== ABOUT THIS TASK ==
Translate this sentence from the text on Descartes' argument for God's existence into Spanish: "He antedates predicate logic and was no fan of syllogistic logic."
(TEXT EXCERPT Opens)
Descartes’ argument for God’s existence in the 3rd Meditation

Sam asked:

Lay out the structure of Descartes argument for God’s existence in Meditation 3. What is the crucial premise in the argument, and what evidence does Descartes provide for it? How might we object to the argument?

Answer by Craig Skinner

Descartes doesn’t set out his arguments explicitly listing premises and conclusions. He antedates predicate logic and was no fan of syllogistic logic. He seems to think that God’s existence is pretty well self-evident, and arguments mere heuristic devices for the more slow-witted meditators.

He may therefore have been disappointed that his arguments were criticised rather than acclaimed by theologians (and others), as detailed in the Objections together with his Replies which Descartes published along with his Meditations.

His Causality Argument in Meditation 3 is a bit different from the Design Argument or the usual Cosmological Arguments; and from the Ontological Argument, his version of which is in Meditation 5. But we need to dip our toe into the waters of scholastic philosophy to grasp it.
(TEXT EXCERPT Closes)
(AVAILABLE DATA Opens)
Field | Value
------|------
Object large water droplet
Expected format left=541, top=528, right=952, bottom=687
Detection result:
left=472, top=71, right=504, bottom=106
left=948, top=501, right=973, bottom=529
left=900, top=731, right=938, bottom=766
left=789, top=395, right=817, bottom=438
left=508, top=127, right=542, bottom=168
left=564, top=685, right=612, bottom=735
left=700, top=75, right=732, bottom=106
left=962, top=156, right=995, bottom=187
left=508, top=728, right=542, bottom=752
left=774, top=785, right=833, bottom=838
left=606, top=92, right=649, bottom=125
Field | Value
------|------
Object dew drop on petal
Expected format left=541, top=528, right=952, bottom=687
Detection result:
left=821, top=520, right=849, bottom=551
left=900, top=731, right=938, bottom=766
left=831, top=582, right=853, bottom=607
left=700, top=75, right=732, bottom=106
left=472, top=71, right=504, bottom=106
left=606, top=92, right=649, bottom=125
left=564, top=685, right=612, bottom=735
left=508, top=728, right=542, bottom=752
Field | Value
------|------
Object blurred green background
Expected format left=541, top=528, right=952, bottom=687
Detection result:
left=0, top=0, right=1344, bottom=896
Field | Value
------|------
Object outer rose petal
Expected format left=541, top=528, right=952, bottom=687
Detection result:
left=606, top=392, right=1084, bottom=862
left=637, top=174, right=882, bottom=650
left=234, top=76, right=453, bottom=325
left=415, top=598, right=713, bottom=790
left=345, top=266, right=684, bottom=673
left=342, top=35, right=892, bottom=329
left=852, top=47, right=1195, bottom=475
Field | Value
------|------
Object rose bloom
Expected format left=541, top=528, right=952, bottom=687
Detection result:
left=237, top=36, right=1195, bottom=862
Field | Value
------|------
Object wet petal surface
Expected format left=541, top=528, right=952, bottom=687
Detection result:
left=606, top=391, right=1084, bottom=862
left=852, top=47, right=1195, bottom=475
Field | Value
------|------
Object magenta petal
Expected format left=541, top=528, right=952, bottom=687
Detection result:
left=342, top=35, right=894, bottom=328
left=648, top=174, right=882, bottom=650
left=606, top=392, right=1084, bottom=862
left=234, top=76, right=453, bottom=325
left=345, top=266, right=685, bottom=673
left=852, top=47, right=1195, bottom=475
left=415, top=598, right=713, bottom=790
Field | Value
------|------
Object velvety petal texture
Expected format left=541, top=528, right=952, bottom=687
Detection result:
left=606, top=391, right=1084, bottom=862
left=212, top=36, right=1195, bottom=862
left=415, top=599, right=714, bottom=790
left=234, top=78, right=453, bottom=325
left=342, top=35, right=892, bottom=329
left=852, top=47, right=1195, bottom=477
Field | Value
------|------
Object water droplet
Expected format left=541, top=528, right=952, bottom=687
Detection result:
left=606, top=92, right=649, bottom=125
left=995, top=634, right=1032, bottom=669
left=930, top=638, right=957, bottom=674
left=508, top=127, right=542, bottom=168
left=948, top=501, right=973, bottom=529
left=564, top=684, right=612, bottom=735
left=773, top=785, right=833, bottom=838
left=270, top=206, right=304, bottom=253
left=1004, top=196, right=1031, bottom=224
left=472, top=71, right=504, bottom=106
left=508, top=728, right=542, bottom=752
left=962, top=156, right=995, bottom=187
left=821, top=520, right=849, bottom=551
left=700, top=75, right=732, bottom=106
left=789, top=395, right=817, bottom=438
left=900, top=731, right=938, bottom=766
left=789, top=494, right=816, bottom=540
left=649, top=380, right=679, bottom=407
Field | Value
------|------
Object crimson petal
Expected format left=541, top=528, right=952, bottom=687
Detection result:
(AVAILABLE DATA Closes)
== TASK OUTPUT ==
Es anterior a la lógica de predicados y no era partidario de la lógica silogística.